VERFÜGBARE DATEN ▸
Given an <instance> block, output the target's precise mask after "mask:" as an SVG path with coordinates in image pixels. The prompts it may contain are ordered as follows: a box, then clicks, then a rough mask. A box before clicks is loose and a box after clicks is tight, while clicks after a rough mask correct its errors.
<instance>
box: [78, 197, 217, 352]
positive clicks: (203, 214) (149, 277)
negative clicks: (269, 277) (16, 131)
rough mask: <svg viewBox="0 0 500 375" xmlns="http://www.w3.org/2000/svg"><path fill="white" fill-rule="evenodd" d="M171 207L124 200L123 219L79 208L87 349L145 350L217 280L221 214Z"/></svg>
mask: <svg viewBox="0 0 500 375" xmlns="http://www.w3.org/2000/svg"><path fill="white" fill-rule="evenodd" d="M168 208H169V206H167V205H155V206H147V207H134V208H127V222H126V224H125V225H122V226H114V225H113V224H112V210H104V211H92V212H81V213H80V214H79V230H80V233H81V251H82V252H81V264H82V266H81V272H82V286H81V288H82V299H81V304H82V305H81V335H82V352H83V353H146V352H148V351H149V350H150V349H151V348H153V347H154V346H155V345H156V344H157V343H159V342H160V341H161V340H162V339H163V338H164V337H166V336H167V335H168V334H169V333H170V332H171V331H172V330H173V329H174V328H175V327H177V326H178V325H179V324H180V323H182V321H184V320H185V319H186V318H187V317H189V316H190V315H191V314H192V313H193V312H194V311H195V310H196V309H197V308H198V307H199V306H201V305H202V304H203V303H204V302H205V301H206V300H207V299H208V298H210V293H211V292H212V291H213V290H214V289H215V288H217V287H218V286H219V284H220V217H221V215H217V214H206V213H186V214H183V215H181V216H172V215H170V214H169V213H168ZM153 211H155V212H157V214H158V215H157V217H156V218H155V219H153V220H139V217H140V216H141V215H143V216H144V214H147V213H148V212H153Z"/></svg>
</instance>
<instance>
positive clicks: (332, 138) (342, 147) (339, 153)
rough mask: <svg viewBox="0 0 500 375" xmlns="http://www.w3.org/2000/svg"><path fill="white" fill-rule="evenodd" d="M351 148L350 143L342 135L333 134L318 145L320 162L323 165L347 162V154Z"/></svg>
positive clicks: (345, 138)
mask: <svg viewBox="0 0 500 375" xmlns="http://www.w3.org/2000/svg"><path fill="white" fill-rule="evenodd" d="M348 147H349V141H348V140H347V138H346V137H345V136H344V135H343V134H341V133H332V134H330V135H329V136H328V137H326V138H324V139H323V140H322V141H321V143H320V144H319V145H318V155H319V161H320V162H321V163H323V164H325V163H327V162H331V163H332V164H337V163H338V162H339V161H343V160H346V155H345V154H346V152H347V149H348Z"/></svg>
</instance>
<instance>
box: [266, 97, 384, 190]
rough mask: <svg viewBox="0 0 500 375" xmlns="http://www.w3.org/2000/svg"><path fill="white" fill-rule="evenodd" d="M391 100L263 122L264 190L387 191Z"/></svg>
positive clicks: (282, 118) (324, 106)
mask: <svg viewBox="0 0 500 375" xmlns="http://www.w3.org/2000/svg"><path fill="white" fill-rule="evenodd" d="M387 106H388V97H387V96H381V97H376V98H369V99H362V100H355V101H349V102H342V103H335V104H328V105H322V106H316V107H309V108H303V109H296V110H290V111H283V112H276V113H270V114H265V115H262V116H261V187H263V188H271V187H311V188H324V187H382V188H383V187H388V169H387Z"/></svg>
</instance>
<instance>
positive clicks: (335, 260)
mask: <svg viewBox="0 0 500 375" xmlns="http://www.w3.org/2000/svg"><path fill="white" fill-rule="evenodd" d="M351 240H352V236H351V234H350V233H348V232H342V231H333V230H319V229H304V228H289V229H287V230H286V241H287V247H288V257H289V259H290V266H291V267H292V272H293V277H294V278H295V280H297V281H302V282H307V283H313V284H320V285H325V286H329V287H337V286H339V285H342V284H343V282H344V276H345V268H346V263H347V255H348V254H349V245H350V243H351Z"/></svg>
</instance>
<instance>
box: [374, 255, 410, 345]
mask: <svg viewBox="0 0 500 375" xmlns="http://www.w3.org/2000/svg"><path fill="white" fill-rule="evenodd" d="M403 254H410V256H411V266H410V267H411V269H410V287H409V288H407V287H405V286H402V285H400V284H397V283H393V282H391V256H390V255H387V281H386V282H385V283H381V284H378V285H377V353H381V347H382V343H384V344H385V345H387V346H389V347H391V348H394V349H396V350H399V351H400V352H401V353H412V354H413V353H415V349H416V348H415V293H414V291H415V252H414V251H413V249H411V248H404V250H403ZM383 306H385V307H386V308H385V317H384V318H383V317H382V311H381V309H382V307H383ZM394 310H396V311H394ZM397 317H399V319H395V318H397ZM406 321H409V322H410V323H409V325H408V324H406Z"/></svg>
==
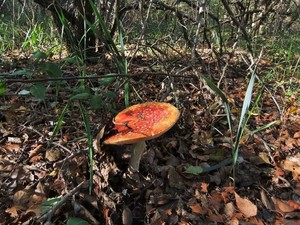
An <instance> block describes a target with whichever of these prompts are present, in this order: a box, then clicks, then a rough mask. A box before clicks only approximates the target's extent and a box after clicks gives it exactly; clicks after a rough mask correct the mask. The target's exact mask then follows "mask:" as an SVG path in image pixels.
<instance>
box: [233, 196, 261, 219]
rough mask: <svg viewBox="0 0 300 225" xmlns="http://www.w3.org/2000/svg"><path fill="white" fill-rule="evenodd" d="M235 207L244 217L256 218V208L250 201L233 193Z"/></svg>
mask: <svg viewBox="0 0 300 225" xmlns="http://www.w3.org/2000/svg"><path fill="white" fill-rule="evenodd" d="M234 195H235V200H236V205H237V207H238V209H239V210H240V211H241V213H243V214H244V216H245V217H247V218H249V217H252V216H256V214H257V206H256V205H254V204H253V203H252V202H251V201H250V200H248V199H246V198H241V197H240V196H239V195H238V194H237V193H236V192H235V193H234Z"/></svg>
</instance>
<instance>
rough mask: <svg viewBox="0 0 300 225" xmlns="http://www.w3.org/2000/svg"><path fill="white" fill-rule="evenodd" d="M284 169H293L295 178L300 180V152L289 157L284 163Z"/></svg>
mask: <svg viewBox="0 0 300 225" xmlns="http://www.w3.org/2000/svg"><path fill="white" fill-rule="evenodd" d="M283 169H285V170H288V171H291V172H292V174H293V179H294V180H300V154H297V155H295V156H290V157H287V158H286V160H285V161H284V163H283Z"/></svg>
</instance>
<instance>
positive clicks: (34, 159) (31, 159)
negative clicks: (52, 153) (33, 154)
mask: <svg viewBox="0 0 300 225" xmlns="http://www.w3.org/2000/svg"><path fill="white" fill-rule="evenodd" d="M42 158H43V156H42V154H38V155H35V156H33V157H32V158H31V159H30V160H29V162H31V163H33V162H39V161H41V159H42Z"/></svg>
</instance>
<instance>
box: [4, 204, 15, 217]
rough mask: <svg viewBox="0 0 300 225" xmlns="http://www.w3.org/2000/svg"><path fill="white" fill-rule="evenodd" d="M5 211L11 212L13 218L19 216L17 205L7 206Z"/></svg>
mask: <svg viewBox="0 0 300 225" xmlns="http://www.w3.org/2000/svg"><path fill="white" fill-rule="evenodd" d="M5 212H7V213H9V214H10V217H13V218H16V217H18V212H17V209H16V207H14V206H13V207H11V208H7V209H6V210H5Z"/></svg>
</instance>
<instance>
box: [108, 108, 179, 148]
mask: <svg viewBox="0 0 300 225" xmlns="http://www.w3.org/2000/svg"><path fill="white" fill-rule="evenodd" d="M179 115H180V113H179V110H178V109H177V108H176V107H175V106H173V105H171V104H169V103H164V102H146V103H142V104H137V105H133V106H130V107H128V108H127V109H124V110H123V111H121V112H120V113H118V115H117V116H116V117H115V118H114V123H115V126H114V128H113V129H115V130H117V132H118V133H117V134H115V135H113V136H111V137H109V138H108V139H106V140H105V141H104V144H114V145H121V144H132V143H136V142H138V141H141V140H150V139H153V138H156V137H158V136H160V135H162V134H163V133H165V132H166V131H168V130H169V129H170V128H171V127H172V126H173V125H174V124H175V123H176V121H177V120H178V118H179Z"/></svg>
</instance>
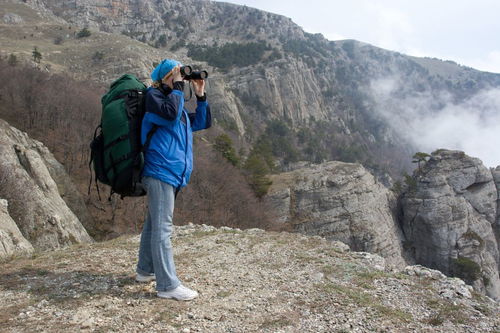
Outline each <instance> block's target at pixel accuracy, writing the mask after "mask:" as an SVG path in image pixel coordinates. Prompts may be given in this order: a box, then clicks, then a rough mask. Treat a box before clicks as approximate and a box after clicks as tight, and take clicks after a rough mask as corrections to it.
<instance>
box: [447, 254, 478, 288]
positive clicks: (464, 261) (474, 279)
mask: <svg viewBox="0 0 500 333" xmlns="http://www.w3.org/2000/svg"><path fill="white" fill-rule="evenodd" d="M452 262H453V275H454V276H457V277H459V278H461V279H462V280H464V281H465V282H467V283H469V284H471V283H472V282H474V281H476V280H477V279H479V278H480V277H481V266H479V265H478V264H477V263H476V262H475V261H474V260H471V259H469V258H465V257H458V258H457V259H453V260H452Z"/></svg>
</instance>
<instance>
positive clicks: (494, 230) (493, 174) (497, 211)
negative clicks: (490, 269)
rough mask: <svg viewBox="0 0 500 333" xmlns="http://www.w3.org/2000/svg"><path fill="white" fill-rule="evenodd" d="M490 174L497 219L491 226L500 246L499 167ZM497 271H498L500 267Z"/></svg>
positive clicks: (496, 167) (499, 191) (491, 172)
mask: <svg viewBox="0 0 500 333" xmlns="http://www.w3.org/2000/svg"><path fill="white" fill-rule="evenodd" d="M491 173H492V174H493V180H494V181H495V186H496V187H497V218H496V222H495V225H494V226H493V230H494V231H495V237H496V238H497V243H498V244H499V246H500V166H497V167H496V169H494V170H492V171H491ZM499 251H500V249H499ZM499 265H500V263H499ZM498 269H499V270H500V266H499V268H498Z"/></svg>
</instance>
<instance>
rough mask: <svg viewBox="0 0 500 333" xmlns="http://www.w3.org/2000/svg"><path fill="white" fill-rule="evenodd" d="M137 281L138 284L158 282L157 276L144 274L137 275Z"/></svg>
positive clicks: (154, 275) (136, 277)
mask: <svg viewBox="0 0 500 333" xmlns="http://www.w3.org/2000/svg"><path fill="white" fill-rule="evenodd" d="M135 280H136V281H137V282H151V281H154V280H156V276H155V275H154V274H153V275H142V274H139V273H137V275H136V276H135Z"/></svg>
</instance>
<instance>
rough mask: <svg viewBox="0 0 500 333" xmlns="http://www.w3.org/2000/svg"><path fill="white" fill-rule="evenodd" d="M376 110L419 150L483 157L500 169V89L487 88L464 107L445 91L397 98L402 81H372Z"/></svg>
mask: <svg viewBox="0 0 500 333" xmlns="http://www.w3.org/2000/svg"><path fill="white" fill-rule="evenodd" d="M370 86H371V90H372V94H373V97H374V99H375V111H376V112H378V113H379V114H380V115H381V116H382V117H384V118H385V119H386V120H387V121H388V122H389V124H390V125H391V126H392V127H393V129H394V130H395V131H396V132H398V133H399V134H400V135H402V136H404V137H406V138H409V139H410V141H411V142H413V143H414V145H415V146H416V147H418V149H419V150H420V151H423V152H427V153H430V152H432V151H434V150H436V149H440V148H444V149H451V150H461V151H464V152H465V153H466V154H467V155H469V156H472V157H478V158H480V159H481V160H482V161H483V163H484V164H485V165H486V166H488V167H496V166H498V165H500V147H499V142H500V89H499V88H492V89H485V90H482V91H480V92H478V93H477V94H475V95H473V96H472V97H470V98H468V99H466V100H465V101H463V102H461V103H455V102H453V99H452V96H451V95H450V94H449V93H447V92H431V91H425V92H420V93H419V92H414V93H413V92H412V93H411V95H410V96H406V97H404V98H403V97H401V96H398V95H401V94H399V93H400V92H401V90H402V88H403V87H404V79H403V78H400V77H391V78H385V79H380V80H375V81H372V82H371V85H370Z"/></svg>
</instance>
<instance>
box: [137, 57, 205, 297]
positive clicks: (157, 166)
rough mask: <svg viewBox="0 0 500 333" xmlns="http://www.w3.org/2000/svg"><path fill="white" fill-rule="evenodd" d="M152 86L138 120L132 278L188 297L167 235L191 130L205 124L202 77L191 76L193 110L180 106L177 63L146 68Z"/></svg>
* * *
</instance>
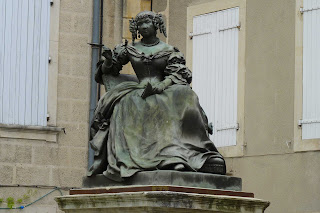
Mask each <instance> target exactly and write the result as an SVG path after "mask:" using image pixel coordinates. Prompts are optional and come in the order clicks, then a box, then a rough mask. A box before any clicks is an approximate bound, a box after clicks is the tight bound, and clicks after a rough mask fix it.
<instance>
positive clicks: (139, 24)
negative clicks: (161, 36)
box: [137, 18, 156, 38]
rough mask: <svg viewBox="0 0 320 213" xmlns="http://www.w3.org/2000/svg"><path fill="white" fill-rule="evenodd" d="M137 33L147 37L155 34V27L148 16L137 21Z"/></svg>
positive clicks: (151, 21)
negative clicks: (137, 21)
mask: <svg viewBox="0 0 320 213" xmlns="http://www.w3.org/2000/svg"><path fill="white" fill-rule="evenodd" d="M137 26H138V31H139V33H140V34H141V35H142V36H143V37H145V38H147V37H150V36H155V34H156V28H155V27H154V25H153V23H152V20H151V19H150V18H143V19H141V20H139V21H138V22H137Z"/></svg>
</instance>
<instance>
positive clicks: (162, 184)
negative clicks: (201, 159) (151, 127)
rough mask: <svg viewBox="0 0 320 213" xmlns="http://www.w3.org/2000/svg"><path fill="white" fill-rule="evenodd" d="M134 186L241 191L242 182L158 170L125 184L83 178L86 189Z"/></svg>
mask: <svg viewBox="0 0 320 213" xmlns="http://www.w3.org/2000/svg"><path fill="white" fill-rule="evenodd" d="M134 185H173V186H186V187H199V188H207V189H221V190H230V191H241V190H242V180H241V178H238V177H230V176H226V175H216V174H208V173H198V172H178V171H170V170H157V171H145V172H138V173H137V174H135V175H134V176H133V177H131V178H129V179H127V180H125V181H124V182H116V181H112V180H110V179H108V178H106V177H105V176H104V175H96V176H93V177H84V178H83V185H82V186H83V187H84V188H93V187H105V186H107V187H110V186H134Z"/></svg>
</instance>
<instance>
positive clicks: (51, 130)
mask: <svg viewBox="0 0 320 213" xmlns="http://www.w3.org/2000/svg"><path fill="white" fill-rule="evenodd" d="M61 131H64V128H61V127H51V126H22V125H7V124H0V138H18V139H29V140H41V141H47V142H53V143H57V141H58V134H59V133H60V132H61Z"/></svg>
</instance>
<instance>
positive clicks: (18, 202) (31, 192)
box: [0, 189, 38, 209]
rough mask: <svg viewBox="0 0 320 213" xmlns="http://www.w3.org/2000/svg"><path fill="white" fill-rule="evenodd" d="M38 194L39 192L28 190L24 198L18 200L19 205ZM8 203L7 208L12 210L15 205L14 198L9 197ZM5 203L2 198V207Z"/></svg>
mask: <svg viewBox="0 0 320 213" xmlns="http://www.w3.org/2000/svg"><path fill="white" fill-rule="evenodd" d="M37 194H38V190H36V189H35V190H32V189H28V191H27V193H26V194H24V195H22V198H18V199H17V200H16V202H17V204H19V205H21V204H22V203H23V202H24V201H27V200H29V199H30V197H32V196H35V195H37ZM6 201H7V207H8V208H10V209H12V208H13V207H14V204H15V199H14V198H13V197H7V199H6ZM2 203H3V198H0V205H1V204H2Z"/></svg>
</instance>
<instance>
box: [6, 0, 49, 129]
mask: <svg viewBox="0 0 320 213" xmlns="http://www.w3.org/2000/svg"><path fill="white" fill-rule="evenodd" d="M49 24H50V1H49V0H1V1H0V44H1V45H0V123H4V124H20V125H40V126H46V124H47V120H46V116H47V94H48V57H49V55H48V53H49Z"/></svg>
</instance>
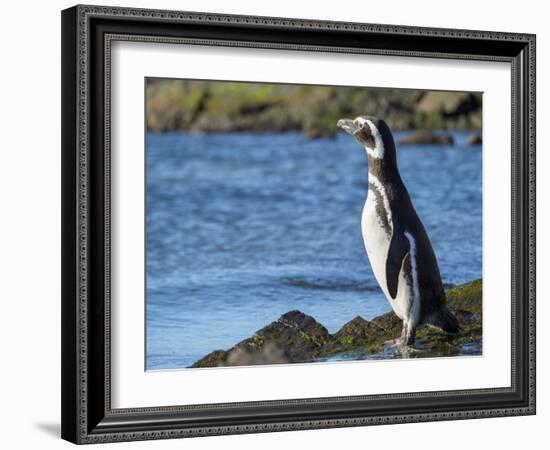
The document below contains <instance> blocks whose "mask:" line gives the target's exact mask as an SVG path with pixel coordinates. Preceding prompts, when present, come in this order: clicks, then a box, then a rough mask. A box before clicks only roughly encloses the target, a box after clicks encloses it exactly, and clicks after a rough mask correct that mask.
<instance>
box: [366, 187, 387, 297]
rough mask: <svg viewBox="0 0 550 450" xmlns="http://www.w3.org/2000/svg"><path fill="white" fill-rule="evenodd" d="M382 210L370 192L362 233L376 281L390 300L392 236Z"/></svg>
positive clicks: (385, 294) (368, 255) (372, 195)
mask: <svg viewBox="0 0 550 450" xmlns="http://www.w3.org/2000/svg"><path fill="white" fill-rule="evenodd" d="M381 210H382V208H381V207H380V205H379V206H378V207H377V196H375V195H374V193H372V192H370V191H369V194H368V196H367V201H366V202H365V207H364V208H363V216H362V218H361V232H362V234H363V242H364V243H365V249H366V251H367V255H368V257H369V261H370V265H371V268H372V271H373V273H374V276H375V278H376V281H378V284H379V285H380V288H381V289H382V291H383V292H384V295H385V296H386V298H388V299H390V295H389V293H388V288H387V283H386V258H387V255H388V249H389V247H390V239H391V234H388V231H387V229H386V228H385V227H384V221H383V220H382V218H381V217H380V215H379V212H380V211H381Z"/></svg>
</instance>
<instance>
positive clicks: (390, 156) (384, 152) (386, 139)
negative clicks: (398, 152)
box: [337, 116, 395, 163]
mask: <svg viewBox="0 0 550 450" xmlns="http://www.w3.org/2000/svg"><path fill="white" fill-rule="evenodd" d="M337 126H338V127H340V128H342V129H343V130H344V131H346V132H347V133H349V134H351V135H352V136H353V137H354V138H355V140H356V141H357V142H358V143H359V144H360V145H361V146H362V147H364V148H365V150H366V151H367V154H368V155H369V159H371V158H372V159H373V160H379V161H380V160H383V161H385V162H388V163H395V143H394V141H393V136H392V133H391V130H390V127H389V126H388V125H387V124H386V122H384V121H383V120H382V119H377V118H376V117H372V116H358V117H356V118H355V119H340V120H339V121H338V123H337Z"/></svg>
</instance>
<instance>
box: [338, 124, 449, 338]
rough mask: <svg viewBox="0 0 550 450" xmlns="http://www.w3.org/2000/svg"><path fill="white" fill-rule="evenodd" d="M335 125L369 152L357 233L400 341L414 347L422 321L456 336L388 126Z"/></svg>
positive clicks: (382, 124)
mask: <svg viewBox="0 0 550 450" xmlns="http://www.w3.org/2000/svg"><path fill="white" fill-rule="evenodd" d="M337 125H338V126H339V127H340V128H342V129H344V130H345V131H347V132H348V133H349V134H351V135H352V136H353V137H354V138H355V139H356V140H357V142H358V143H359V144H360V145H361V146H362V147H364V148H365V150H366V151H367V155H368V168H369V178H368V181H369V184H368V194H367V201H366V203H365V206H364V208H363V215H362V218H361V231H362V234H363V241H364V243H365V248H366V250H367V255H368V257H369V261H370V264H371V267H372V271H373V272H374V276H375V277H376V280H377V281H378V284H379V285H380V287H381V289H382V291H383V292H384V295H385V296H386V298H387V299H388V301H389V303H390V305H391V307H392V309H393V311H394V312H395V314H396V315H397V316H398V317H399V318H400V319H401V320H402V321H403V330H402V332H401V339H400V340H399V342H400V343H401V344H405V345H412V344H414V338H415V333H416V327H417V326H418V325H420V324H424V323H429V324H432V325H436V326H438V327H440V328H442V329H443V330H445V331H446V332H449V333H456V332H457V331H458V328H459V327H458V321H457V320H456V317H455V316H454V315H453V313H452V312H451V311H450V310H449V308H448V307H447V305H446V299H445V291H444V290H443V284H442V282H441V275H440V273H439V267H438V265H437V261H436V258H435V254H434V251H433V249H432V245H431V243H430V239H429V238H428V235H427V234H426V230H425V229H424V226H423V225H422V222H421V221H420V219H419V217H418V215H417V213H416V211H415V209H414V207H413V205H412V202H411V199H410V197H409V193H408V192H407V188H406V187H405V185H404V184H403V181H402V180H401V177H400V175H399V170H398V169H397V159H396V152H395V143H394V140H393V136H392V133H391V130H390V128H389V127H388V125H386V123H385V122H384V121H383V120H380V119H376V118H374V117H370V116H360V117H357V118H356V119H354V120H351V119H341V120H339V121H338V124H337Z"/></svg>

AUFGABENSTELLUNG ▸ Nenne nur die Anzahl der Zeilen in der Auflistung oben, in denen die Zeichenfolge „negative“ vorkommt. Groß- und Kleinschreibung wird dabei unterschieden.

SCHRIFTLICHE ANTWORT ▸ 7